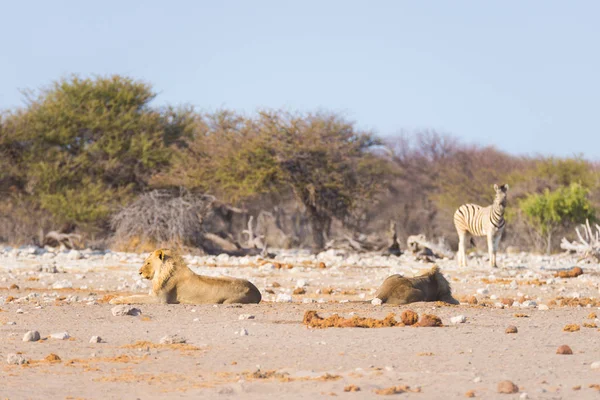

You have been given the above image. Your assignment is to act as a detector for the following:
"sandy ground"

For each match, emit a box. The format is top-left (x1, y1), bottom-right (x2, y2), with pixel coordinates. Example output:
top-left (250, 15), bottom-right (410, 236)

top-left (0, 248), bottom-right (600, 399)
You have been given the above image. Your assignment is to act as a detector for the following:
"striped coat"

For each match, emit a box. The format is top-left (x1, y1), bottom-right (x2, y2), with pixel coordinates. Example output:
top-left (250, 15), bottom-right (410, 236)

top-left (454, 185), bottom-right (508, 267)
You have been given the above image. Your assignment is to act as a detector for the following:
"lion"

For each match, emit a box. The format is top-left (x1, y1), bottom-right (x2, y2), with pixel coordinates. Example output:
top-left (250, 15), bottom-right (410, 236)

top-left (375, 265), bottom-right (459, 304)
top-left (110, 249), bottom-right (261, 304)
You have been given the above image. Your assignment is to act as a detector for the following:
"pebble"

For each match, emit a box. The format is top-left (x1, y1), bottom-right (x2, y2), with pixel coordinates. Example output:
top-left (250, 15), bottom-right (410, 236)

top-left (450, 315), bottom-right (467, 325)
top-left (275, 293), bottom-right (292, 303)
top-left (23, 331), bottom-right (40, 342)
top-left (159, 335), bottom-right (187, 344)
top-left (504, 325), bottom-right (519, 333)
top-left (556, 344), bottom-right (573, 355)
top-left (52, 279), bottom-right (73, 289)
top-left (50, 332), bottom-right (71, 340)
top-left (110, 304), bottom-right (142, 317)
top-left (90, 336), bottom-right (103, 343)
top-left (498, 381), bottom-right (519, 394)
top-left (6, 353), bottom-right (28, 365)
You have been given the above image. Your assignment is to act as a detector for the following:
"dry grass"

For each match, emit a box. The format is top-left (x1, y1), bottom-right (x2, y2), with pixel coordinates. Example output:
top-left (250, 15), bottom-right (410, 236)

top-left (302, 311), bottom-right (404, 328)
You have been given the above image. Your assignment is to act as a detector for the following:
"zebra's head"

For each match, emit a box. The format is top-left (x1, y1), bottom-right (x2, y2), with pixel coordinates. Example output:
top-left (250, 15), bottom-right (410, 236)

top-left (494, 183), bottom-right (508, 208)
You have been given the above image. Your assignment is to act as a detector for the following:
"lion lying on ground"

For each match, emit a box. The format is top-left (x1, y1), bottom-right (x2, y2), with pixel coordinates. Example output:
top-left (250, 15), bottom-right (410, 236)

top-left (110, 249), bottom-right (261, 304)
top-left (375, 266), bottom-right (459, 304)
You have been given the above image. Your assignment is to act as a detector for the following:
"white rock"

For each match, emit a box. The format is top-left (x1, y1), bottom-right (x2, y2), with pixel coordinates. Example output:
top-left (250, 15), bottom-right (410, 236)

top-left (52, 279), bottom-right (73, 289)
top-left (296, 279), bottom-right (306, 288)
top-left (521, 300), bottom-right (537, 308)
top-left (6, 353), bottom-right (28, 365)
top-left (275, 293), bottom-right (292, 303)
top-left (23, 331), bottom-right (40, 342)
top-left (160, 335), bottom-right (186, 344)
top-left (110, 304), bottom-right (142, 317)
top-left (67, 250), bottom-right (83, 260)
top-left (50, 332), bottom-right (71, 340)
top-left (450, 315), bottom-right (467, 325)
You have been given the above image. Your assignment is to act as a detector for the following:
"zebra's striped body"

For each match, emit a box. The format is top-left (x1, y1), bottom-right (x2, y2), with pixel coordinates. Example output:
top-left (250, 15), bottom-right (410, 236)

top-left (454, 185), bottom-right (508, 267)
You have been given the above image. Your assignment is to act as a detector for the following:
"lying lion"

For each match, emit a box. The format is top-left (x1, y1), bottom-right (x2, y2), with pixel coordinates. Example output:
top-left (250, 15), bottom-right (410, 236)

top-left (375, 266), bottom-right (459, 304)
top-left (110, 249), bottom-right (261, 304)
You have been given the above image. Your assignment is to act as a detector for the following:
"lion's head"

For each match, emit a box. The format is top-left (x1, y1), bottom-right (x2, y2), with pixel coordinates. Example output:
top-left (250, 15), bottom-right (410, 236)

top-left (139, 249), bottom-right (171, 280)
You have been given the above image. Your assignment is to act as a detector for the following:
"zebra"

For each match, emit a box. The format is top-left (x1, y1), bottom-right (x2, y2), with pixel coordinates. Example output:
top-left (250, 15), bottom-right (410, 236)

top-left (454, 184), bottom-right (508, 268)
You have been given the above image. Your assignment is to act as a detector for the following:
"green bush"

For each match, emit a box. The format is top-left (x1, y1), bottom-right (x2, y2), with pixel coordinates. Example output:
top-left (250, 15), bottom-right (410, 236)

top-left (519, 183), bottom-right (594, 253)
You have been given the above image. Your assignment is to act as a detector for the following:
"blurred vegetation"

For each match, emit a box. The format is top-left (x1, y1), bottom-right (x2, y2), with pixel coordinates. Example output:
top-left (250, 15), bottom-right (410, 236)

top-left (0, 76), bottom-right (600, 251)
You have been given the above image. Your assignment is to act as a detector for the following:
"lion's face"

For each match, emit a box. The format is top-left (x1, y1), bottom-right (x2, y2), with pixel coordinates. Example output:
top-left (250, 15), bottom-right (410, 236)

top-left (139, 250), bottom-right (165, 280)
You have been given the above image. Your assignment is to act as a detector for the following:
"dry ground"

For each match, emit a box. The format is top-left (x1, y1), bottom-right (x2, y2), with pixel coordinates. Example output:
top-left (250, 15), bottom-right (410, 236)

top-left (0, 250), bottom-right (600, 399)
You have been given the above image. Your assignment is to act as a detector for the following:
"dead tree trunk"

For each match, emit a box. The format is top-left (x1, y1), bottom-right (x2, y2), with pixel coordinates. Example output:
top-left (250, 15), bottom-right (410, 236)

top-left (385, 220), bottom-right (402, 256)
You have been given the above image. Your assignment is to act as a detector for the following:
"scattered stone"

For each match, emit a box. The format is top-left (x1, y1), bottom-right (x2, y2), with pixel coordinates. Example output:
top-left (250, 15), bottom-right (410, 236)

top-left (67, 250), bottom-right (83, 260)
top-left (23, 331), bottom-right (40, 342)
top-left (554, 267), bottom-right (583, 278)
top-left (110, 304), bottom-right (142, 317)
top-left (498, 381), bottom-right (519, 394)
top-left (504, 325), bottom-right (519, 333)
top-left (563, 324), bottom-right (580, 332)
top-left (44, 353), bottom-right (61, 363)
top-left (159, 335), bottom-right (187, 344)
top-left (416, 314), bottom-right (443, 327)
top-left (6, 353), bottom-right (29, 365)
top-left (400, 310), bottom-right (419, 325)
top-left (50, 332), bottom-right (71, 340)
top-left (52, 279), bottom-right (73, 289)
top-left (556, 344), bottom-right (573, 354)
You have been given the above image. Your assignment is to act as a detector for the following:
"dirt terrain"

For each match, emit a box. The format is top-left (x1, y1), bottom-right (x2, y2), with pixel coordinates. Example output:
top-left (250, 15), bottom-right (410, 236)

top-left (0, 247), bottom-right (600, 399)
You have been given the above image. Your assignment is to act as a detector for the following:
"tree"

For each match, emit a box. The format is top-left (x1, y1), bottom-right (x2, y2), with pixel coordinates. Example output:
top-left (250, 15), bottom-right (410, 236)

top-left (164, 111), bottom-right (387, 250)
top-left (4, 75), bottom-right (182, 230)
top-left (519, 183), bottom-right (594, 254)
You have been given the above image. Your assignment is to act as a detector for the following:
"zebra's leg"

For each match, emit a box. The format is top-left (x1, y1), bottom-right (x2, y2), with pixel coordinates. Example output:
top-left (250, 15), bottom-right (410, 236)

top-left (487, 232), bottom-right (496, 268)
top-left (457, 232), bottom-right (467, 267)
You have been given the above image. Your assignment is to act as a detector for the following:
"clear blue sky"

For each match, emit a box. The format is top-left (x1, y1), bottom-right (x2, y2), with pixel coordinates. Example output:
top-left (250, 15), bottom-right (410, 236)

top-left (0, 0), bottom-right (600, 160)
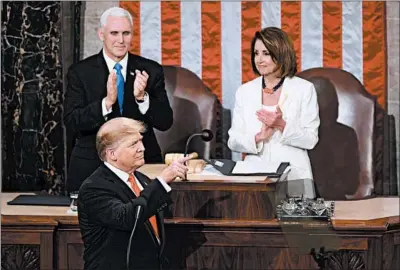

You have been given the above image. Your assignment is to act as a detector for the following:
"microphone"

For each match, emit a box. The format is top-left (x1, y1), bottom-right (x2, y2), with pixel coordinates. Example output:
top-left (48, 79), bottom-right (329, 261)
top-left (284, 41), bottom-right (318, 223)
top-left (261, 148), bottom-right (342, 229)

top-left (126, 196), bottom-right (147, 270)
top-left (183, 129), bottom-right (214, 157)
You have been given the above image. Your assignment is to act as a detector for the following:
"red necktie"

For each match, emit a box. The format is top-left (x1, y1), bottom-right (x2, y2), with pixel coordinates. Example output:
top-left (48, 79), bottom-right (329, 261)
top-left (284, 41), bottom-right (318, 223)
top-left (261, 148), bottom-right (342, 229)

top-left (128, 175), bottom-right (159, 239)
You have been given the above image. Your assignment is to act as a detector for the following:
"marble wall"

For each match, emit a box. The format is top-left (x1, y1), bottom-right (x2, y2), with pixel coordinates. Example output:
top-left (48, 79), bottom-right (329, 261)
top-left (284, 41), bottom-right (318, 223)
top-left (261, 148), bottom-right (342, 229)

top-left (1, 1), bottom-right (65, 193)
top-left (386, 1), bottom-right (400, 188)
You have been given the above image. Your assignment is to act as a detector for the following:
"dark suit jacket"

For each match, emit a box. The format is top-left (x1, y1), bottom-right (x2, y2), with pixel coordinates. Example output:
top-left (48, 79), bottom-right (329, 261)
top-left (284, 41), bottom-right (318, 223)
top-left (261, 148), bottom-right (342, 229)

top-left (64, 52), bottom-right (173, 191)
top-left (78, 164), bottom-right (171, 270)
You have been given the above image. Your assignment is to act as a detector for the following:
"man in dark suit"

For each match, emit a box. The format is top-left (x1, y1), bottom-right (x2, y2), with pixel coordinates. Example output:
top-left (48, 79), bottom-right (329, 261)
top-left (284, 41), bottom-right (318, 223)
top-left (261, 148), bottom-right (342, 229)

top-left (78, 117), bottom-right (190, 270)
top-left (64, 7), bottom-right (173, 192)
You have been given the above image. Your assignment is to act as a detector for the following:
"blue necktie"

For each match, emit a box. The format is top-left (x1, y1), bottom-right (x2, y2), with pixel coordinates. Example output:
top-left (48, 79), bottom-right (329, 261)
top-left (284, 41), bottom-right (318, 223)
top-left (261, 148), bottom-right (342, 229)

top-left (114, 63), bottom-right (124, 114)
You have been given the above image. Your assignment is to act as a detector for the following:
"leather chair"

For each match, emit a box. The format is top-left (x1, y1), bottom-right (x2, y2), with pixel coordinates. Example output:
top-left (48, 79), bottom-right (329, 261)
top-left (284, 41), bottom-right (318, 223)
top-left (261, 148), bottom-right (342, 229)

top-left (155, 66), bottom-right (218, 159)
top-left (298, 68), bottom-right (395, 199)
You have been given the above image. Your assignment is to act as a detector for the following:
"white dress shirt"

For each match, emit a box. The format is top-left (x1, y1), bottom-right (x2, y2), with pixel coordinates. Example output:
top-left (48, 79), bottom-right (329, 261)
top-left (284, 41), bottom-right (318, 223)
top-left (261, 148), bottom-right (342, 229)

top-left (104, 162), bottom-right (171, 193)
top-left (101, 49), bottom-right (150, 117)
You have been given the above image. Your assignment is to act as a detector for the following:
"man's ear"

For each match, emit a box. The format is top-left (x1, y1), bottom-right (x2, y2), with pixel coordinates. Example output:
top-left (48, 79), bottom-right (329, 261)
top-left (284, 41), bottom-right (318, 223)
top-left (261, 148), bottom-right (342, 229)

top-left (97, 27), bottom-right (104, 41)
top-left (106, 149), bottom-right (117, 161)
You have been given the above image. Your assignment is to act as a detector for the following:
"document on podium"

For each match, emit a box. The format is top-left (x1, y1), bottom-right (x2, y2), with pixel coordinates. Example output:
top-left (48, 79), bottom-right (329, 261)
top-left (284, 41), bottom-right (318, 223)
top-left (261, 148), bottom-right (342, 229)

top-left (232, 161), bottom-right (281, 175)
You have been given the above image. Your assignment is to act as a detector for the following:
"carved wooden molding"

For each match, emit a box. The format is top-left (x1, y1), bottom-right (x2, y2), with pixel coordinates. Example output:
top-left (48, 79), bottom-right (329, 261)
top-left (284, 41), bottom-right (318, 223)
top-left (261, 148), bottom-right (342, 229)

top-left (1, 245), bottom-right (40, 270)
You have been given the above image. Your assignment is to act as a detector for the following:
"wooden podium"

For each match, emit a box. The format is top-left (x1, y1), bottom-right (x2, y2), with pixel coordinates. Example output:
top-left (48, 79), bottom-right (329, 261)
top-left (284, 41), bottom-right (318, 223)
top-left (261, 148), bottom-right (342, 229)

top-left (1, 165), bottom-right (400, 270)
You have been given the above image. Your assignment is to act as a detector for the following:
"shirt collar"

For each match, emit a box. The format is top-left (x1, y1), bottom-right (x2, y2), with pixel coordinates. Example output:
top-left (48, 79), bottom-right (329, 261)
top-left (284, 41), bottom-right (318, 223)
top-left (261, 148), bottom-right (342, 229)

top-left (103, 49), bottom-right (129, 77)
top-left (104, 161), bottom-right (129, 183)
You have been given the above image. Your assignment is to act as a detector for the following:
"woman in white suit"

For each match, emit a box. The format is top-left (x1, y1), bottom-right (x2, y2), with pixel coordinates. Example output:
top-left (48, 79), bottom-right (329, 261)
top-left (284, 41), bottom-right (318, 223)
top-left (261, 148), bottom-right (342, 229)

top-left (228, 27), bottom-right (320, 197)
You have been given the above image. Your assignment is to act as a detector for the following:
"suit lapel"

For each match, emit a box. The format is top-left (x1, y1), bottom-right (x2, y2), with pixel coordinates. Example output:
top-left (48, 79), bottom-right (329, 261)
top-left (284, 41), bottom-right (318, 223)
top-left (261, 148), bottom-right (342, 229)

top-left (134, 172), bottom-right (164, 246)
top-left (101, 164), bottom-right (136, 201)
top-left (246, 76), bottom-right (262, 132)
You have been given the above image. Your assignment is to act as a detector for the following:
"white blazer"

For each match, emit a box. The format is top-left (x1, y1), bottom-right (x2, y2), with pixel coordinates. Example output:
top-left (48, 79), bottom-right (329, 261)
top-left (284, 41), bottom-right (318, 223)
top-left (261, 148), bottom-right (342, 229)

top-left (228, 77), bottom-right (320, 180)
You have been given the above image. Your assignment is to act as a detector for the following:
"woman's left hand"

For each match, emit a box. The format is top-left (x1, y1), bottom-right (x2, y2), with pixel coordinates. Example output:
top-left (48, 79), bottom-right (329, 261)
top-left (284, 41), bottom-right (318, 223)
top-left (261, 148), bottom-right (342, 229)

top-left (256, 106), bottom-right (282, 127)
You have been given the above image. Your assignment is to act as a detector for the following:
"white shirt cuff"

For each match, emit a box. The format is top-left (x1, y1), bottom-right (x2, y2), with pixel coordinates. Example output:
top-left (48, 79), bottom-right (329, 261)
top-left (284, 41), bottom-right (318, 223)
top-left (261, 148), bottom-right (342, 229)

top-left (157, 176), bottom-right (171, 193)
top-left (135, 92), bottom-right (150, 114)
top-left (101, 98), bottom-right (112, 117)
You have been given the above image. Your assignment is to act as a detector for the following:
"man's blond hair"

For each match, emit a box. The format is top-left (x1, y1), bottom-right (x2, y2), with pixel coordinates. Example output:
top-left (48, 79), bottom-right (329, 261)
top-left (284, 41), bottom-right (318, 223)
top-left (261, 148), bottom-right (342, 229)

top-left (96, 117), bottom-right (146, 161)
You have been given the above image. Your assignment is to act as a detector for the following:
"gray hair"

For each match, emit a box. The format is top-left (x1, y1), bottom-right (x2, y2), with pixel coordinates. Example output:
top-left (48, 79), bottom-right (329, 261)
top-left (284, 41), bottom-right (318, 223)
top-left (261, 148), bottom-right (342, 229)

top-left (100, 7), bottom-right (133, 27)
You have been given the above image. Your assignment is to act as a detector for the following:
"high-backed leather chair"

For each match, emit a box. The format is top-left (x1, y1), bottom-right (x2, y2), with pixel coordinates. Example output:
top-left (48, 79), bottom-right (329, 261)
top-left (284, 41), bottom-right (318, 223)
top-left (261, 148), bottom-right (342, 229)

top-left (298, 68), bottom-right (376, 199)
top-left (155, 66), bottom-right (217, 158)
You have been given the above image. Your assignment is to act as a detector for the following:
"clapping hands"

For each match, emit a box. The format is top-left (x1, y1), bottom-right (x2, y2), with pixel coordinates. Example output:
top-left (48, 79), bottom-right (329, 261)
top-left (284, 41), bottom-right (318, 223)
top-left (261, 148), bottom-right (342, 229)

top-left (256, 106), bottom-right (283, 128)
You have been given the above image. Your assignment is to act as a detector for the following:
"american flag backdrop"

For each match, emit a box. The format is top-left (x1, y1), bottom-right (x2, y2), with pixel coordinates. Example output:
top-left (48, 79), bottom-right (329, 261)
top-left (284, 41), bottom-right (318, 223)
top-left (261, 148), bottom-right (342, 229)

top-left (119, 0), bottom-right (387, 109)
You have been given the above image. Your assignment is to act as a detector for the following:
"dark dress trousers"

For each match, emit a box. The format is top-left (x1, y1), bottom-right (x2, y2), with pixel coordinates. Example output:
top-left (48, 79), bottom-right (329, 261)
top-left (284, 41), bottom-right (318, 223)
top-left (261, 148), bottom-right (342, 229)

top-left (78, 164), bottom-right (172, 270)
top-left (64, 51), bottom-right (173, 192)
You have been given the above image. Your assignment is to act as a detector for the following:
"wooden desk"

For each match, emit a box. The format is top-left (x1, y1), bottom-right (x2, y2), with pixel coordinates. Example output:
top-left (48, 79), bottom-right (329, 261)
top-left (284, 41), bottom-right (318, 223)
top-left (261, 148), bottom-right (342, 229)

top-left (1, 163), bottom-right (400, 270)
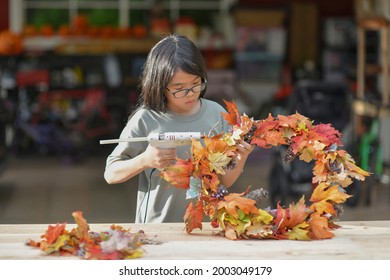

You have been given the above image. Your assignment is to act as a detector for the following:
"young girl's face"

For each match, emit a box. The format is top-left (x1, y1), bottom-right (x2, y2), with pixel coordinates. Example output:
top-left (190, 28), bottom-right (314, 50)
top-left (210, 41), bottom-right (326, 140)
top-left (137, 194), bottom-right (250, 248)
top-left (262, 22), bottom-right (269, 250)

top-left (165, 69), bottom-right (202, 115)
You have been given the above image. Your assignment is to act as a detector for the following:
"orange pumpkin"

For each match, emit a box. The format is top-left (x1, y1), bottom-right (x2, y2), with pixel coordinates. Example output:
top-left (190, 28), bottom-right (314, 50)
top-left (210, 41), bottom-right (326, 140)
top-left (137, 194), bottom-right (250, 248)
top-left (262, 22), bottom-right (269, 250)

top-left (72, 14), bottom-right (89, 30)
top-left (0, 30), bottom-right (23, 55)
top-left (39, 24), bottom-right (55, 37)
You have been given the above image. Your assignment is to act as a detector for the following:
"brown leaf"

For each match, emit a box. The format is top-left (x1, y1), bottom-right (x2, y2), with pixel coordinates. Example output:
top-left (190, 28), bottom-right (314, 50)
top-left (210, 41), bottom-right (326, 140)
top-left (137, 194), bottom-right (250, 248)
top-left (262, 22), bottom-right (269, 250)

top-left (218, 193), bottom-right (259, 219)
top-left (308, 212), bottom-right (334, 239)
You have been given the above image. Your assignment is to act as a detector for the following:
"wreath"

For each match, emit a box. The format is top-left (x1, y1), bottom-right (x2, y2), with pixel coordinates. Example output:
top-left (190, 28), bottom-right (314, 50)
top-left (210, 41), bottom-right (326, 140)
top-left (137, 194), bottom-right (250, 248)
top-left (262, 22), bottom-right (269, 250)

top-left (160, 101), bottom-right (369, 240)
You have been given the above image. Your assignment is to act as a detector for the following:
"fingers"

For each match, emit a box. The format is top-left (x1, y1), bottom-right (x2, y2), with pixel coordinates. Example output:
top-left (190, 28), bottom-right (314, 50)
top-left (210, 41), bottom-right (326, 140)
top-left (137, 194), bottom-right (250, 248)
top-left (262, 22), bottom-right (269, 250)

top-left (237, 140), bottom-right (255, 155)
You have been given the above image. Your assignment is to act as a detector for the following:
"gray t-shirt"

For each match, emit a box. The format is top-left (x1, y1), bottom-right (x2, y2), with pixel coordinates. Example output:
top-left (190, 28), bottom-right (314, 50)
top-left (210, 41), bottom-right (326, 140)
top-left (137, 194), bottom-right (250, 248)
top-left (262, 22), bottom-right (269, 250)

top-left (106, 99), bottom-right (229, 223)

--- WHAT TO DO ---
Which lines of the material contain the word "white"? Pull out each one in full, and treat uppercase and lowercase as different.

--- SOLUTION TO THIS PROBLEM ---
"white rock"
"white dress shirt"
"woman in white suit"
"white blazer"
"white shirt cuff"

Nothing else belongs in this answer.